- Record extracts
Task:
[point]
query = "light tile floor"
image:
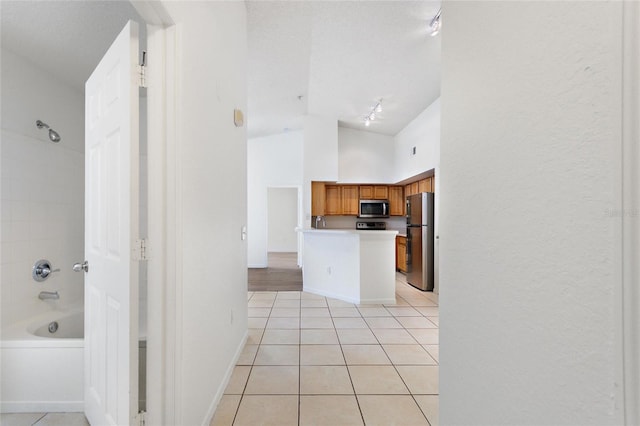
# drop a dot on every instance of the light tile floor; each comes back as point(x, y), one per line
point(315, 360)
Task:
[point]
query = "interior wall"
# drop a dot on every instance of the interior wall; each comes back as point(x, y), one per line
point(282, 216)
point(423, 133)
point(365, 157)
point(272, 161)
point(530, 251)
point(42, 190)
point(211, 297)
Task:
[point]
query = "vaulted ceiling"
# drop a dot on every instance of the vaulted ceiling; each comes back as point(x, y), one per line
point(331, 58)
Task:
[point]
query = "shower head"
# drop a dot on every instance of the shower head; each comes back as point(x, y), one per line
point(53, 135)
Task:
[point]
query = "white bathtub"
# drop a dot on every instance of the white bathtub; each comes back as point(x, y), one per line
point(43, 371)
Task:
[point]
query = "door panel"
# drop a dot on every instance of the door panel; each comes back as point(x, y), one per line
point(111, 223)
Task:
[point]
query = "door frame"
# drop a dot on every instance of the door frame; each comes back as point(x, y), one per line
point(628, 297)
point(163, 388)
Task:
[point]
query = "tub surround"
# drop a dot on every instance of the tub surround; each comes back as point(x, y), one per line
point(350, 265)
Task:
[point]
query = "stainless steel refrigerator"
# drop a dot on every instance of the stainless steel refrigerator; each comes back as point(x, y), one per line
point(420, 240)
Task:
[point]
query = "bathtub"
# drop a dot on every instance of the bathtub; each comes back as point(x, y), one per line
point(42, 371)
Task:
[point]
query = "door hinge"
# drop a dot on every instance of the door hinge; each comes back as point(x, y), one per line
point(141, 418)
point(140, 250)
point(142, 80)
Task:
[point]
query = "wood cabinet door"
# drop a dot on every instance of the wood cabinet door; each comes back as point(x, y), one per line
point(381, 192)
point(333, 203)
point(350, 200)
point(318, 197)
point(396, 201)
point(366, 192)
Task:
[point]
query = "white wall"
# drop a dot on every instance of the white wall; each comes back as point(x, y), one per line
point(530, 163)
point(272, 161)
point(212, 153)
point(282, 215)
point(320, 155)
point(42, 193)
point(423, 132)
point(365, 157)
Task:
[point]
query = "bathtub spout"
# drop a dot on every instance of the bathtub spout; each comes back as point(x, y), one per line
point(48, 295)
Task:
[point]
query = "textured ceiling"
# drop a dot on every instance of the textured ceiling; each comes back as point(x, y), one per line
point(341, 57)
point(66, 38)
point(331, 58)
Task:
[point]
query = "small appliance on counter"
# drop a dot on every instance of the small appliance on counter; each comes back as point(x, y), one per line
point(371, 226)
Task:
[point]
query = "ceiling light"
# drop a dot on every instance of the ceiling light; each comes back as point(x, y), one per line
point(372, 115)
point(435, 25)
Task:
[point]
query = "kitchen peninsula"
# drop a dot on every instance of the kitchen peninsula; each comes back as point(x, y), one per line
point(350, 265)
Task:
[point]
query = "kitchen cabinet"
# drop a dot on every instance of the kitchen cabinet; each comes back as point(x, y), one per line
point(318, 198)
point(396, 201)
point(401, 253)
point(350, 202)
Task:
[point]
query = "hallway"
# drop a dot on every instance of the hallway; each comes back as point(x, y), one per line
point(316, 360)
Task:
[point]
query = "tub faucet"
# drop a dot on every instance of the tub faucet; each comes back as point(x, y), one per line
point(48, 295)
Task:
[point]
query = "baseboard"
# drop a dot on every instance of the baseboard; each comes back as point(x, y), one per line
point(216, 400)
point(41, 406)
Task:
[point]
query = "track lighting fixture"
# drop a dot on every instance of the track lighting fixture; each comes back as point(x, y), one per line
point(372, 115)
point(434, 26)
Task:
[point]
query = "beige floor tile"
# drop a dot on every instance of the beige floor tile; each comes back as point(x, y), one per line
point(429, 311)
point(318, 337)
point(277, 355)
point(295, 295)
point(329, 410)
point(275, 336)
point(254, 335)
point(290, 323)
point(238, 380)
point(285, 312)
point(324, 380)
point(313, 303)
point(226, 410)
point(335, 303)
point(344, 312)
point(349, 323)
point(267, 380)
point(315, 312)
point(365, 355)
point(247, 355)
point(434, 351)
point(403, 311)
point(259, 312)
point(287, 303)
point(425, 336)
point(358, 336)
point(256, 322)
point(20, 419)
point(374, 312)
point(421, 379)
point(62, 419)
point(316, 322)
point(376, 380)
point(383, 322)
point(321, 355)
point(260, 303)
point(394, 336)
point(268, 410)
point(416, 322)
point(388, 410)
point(408, 355)
point(430, 407)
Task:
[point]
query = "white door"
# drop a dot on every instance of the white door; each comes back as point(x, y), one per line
point(111, 229)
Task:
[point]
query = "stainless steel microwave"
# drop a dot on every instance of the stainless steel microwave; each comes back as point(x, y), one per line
point(373, 208)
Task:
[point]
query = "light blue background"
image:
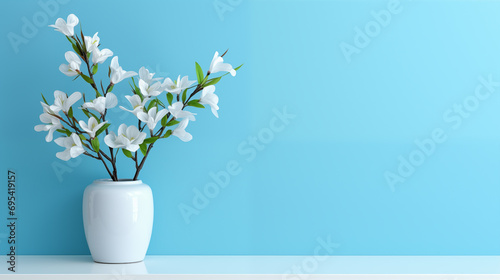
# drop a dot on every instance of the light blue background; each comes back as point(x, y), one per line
point(323, 175)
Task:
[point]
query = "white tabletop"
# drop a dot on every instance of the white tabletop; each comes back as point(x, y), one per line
point(257, 267)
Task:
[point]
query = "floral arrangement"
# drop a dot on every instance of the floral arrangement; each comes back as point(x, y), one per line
point(156, 120)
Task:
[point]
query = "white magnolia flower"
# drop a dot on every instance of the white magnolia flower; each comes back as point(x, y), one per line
point(152, 117)
point(101, 103)
point(66, 27)
point(92, 127)
point(117, 73)
point(128, 138)
point(73, 145)
point(176, 111)
point(146, 76)
point(50, 122)
point(63, 102)
point(150, 90)
point(176, 88)
point(137, 104)
point(73, 66)
point(92, 42)
point(218, 65)
point(99, 56)
point(208, 97)
point(180, 131)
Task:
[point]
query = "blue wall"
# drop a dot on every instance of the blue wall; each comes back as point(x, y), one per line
point(393, 147)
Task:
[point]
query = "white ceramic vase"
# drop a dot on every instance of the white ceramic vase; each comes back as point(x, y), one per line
point(118, 220)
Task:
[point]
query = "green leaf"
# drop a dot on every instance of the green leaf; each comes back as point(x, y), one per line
point(170, 97)
point(150, 140)
point(195, 103)
point(144, 148)
point(87, 78)
point(65, 131)
point(83, 39)
point(103, 128)
point(212, 81)
point(172, 122)
point(44, 100)
point(158, 101)
point(184, 96)
point(199, 73)
point(95, 144)
point(167, 134)
point(127, 153)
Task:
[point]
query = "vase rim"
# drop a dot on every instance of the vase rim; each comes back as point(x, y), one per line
point(120, 181)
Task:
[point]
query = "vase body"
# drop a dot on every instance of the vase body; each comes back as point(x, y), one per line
point(118, 220)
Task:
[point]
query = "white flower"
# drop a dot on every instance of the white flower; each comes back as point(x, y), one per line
point(176, 88)
point(63, 102)
point(176, 111)
point(152, 117)
point(180, 131)
point(73, 145)
point(128, 138)
point(101, 103)
point(73, 66)
point(150, 90)
point(92, 127)
point(137, 104)
point(92, 42)
point(208, 97)
point(218, 65)
point(146, 76)
point(66, 28)
point(99, 56)
point(50, 122)
point(117, 73)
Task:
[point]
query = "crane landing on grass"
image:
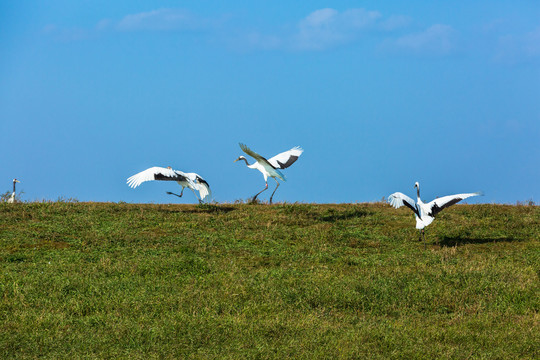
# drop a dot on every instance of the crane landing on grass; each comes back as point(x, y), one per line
point(185, 180)
point(271, 167)
point(11, 199)
point(425, 213)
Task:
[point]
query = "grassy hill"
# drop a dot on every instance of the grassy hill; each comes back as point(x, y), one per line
point(106, 280)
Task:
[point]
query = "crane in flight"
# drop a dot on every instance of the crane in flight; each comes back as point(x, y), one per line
point(271, 167)
point(186, 180)
point(425, 213)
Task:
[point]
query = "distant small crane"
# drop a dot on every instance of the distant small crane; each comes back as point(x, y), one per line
point(270, 167)
point(190, 180)
point(11, 199)
point(425, 213)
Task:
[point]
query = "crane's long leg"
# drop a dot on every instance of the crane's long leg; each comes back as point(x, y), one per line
point(182, 193)
point(255, 197)
point(274, 191)
point(200, 201)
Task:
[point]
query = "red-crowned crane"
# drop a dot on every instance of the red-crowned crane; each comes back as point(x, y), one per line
point(425, 213)
point(271, 167)
point(190, 180)
point(11, 199)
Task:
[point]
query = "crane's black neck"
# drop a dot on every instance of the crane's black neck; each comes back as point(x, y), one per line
point(245, 161)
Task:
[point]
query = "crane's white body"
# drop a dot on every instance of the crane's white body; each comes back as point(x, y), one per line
point(270, 167)
point(425, 213)
point(190, 180)
point(11, 199)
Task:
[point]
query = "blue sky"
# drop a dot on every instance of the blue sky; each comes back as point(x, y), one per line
point(379, 95)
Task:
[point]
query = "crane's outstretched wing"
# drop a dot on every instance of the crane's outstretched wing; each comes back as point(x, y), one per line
point(253, 154)
point(286, 158)
point(398, 199)
point(157, 173)
point(202, 187)
point(263, 162)
point(437, 205)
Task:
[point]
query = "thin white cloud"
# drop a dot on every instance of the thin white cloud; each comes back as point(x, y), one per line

- Task
Every line above that carries the string "thin" should be copied.

- Solution below
query = "thin white cloud"
# drop a dot on every instance of the thin white cloud; each comes back as point(x, y), one per line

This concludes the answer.